[WORK REQUEST]
Copy each of the records exactly.
"""
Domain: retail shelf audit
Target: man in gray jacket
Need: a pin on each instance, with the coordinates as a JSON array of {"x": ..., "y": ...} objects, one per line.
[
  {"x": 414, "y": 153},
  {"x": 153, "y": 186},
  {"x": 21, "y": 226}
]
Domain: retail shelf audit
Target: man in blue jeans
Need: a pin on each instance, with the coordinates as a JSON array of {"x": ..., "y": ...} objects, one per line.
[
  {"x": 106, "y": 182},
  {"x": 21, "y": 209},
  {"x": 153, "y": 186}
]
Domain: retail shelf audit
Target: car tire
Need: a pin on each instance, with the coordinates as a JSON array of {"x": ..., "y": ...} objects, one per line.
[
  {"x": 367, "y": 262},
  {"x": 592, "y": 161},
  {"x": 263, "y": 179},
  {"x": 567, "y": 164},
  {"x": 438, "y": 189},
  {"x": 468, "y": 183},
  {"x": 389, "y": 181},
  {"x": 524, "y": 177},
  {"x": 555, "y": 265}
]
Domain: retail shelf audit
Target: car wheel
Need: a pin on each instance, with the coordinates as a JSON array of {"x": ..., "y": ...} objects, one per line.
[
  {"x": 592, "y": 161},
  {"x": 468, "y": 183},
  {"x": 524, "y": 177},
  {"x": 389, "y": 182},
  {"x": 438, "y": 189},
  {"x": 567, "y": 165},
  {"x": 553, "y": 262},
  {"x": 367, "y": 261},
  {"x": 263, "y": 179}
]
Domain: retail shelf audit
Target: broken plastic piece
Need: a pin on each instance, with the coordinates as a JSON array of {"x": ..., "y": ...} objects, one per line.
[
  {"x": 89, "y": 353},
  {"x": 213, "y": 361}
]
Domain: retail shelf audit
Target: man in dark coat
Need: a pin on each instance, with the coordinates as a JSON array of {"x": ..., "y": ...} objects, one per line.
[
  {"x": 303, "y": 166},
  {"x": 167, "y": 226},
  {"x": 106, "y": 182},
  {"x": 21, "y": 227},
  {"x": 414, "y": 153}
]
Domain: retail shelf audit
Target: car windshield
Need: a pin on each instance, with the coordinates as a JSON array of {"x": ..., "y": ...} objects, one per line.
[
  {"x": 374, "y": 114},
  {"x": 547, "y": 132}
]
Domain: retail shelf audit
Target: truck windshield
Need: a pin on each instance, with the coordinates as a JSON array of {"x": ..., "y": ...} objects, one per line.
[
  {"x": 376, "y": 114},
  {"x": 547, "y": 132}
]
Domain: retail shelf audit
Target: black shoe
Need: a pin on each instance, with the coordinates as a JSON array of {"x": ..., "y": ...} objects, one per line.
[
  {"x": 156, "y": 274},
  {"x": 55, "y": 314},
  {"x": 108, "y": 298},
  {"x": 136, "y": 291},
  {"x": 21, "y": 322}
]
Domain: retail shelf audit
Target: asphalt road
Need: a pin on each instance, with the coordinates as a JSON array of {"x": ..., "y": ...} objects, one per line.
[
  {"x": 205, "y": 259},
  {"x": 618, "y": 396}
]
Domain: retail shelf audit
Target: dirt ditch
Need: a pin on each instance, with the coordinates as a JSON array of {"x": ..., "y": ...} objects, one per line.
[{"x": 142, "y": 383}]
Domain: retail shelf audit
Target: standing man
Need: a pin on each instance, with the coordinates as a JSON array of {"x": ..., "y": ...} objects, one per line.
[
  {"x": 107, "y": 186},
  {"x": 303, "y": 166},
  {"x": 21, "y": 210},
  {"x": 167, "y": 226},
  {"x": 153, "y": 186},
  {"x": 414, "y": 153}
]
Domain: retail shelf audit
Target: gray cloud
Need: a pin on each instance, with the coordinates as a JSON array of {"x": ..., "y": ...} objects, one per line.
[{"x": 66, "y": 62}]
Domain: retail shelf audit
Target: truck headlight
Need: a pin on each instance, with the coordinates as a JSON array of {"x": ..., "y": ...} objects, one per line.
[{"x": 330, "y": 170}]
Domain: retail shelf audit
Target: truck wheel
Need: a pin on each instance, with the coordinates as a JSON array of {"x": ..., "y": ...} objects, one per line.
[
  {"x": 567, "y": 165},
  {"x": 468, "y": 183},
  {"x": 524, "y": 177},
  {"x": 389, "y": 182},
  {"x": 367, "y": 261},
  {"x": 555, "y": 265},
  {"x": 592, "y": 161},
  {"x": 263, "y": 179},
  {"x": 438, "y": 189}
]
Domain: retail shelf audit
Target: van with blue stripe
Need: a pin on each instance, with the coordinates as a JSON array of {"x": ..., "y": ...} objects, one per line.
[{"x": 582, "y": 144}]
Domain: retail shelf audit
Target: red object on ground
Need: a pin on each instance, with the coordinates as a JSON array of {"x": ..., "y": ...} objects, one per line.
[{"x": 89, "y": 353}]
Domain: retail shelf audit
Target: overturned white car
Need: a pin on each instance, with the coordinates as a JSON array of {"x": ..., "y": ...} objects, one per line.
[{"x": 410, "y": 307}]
"""
[WRITTEN SOLUTION]
Domain: retail shelf audit
Target: man in gray jacket
Need: a pin on each instance, with the coordinates as a JSON array of {"x": ..., "y": ...} objects, one per line.
[
  {"x": 414, "y": 153},
  {"x": 153, "y": 186},
  {"x": 21, "y": 226}
]
Domain: retail shelf audit
Target: man in blue jeans
Need: a pin on each instance, with the coordinates as a JSON array of {"x": ..., "y": ...} objects, one per line.
[
  {"x": 106, "y": 182},
  {"x": 21, "y": 209},
  {"x": 153, "y": 186}
]
Domain: retail shelf audit
Target: car tire
Need: a pin on each instance, with the coordinates as a JSON array of {"x": ..., "y": ...} objects, one per line.
[
  {"x": 367, "y": 262},
  {"x": 592, "y": 161},
  {"x": 263, "y": 179},
  {"x": 567, "y": 164},
  {"x": 438, "y": 189},
  {"x": 468, "y": 183},
  {"x": 389, "y": 181},
  {"x": 524, "y": 177},
  {"x": 555, "y": 265}
]
Domain: retail shelf audit
Target: car wheel
Need: a pin on each instance, with the coordinates as a JSON array of {"x": ..., "y": ...} objects, one per line.
[
  {"x": 592, "y": 161},
  {"x": 468, "y": 183},
  {"x": 524, "y": 177},
  {"x": 389, "y": 182},
  {"x": 438, "y": 189},
  {"x": 567, "y": 165},
  {"x": 553, "y": 262},
  {"x": 367, "y": 261},
  {"x": 263, "y": 179}
]
Domain: retail shelf audit
Target: broken plastic piece
Need: a pin on each instance, with the coordinates as a JSON array of {"x": ..., "y": ...} objects, one per line.
[
  {"x": 89, "y": 353},
  {"x": 213, "y": 361}
]
Domain: retail shelf audit
Target: man in dark coat
Need: a pin on each instance, with the coordinates as a JSON array of {"x": ..., "y": ...} objects, one per line.
[
  {"x": 303, "y": 166},
  {"x": 167, "y": 226},
  {"x": 106, "y": 182},
  {"x": 21, "y": 227},
  {"x": 414, "y": 153}
]
Domain: retail shelf audit
Target: car windshield
Need: a pin on each instance, with the coordinates as a JSON array of {"x": ..., "y": ...} objects, one per line.
[
  {"x": 374, "y": 114},
  {"x": 547, "y": 132}
]
Domain: retail shelf audit
Target: truck windshield
Need: a pin on each instance, with the coordinates as a JSON array of {"x": ..., "y": ...} objects, one per line.
[
  {"x": 376, "y": 114},
  {"x": 547, "y": 132}
]
Domain: retail shelf audit
Target: black shoe
Need: a pin on each instance, with the coordinates as a JSON array of {"x": ..., "y": ...} objects, one per line.
[
  {"x": 156, "y": 274},
  {"x": 55, "y": 314},
  {"x": 108, "y": 298},
  {"x": 136, "y": 291},
  {"x": 21, "y": 322}
]
Domain: retail shelf audit
Target: asphalt road
Need: a pin on each instance, with the coordinates as a JSON array of {"x": ..., "y": ...} objects, one per line.
[
  {"x": 205, "y": 259},
  {"x": 618, "y": 396}
]
Domain: retail shelf audit
Target: dirt ditch
Need: a pin on each instance, with the coordinates as a JSON array of {"x": ..., "y": ...} objects, one per line.
[{"x": 142, "y": 383}]
Domain: retail shelf audit
Target: standing man
Need: a pin on each instance, with the coordinates as a JSON array of {"x": ..., "y": ...} objects, one per line.
[
  {"x": 107, "y": 186},
  {"x": 303, "y": 166},
  {"x": 21, "y": 210},
  {"x": 167, "y": 226},
  {"x": 153, "y": 186},
  {"x": 414, "y": 153}
]
Domain: retail shelf audit
Target: gray cloud
Need: a pin on each instance, with the coordinates as a JSON array of {"x": ..., "y": ...} objects, one per line.
[{"x": 66, "y": 62}]
Domain: retail shelf audit
Target: truck headlight
Need: a pin on each instance, with the coordinates as a JSON array of {"x": ..., "y": ...} objects, one per line.
[{"x": 330, "y": 170}]
Domain: retail shelf audit
Target: truck wheel
Need: a pin on each instance, with the coordinates as a JSON array of {"x": ..., "y": ...} objects, one per line.
[
  {"x": 567, "y": 165},
  {"x": 468, "y": 183},
  {"x": 524, "y": 177},
  {"x": 389, "y": 182},
  {"x": 367, "y": 261},
  {"x": 555, "y": 265},
  {"x": 592, "y": 161},
  {"x": 263, "y": 179},
  {"x": 438, "y": 189}
]
Domain: retail shelf audit
Target: van with blue stripe
Need: a pin on each instance, with the coordinates as a JSON array of {"x": ..., "y": ...} objects, one per line.
[{"x": 582, "y": 144}]
Domain: retail shelf audit
Target: red object on ground
Need: a pin on each instance, with the coordinates as a JSON array of {"x": ..., "y": ...} objects, one per line.
[{"x": 89, "y": 353}]
Domain: retail shelf audit
Target: overturned white car
Need: a pin on each instance, with the coordinates as a JSON array of {"x": ..., "y": ...} objects, one per line.
[{"x": 410, "y": 307}]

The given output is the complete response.